SOURCE PASSAGE:

-- Begin --

Space Foundation Press Releases

Margaret Rhule Baguio is 2016 Recipient of the Alan Shepard Technology in Education Award

Written by: developer

COLORADO SPRINGS, Colo. (March 10, 2016) – The opening ceremony of the Space Foundation’s 32nd Space Symposium will begin with the presentation of its highest education award. Margaret Rhule Baguio, Senior Education Outreach Coordinator for NASA Texas Space Grant Consortium, has been selected by the Astronauts Memorial Foundation (AMF), the National Aeronautics and Space Administration (NASA) and the Space Foundation as recipient of the 2016 Alan Shepard Technology in Education Award. The award is given annually in recognition of creative and innovative use of technology by K-12 educators, or district-level education personnel.

The award, named for Mercury and Apollo astronaut Alan Shepard, will be presented during the Space Symposium’s opening ceremony on April 11 at The Broadmoor in Colorado Springs, Colo., USA. The ceremony is co-sponsored by Northrop Grumman, and the award presentation will be followed with a by-invitation reception co-hosted by the Astronauts Memorial Foundation.

About Baguio
Margaret Rhule Baguio has worked for more than 30 years in youth development and education in public schools for the Texas Cooperative Extension Service 4-H & Youth Development Program, she managed a USDA Science and Literacy project for underserved youth and she has promoted space education to students, teachers and the general public through the Texas Space Grant Consortium.

-- End --

TASK REQUIREMENTS:
1. Using the press release on the 2016 award, explain in one to three sentences why the Alan Shepard Technology in Education Award is given each year.
2. Rework the part of the press release starting at "Written by: developer" and ending at "district-level education personnel.", putting "launch ceremony" wherever "opening ceremony" appears.

PROVIDED DATA:
-- Begin --

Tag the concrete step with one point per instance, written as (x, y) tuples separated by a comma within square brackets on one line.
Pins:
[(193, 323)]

-- End --

FINAL RESULTS:
1. The award is given annually to recognize creative and innovative use of technology by K-12 educators or district-level education personnel.

2.
Written by: developer

COLORADO SPRINGS, Colo. (March 10, 2016) – The launch ceremony of the Space Foundation’s 32nd Space Symposium will begin with the presentation of its highest education award. Margaret Rhule Baguio, Senior Education Outreach Coordinator for NASA Texas Space Grant Consortium, has been selected by the Astronauts Memorial Foundation (AMF), the National Aeronautics and Space Administration (NASA) and the Space Foundation as recipient of the 2016 Alan Shepard Technology in Education Award. The award is given annually in recognition of creative and innovative use of technology by K-12 educators, or district-level education personnel.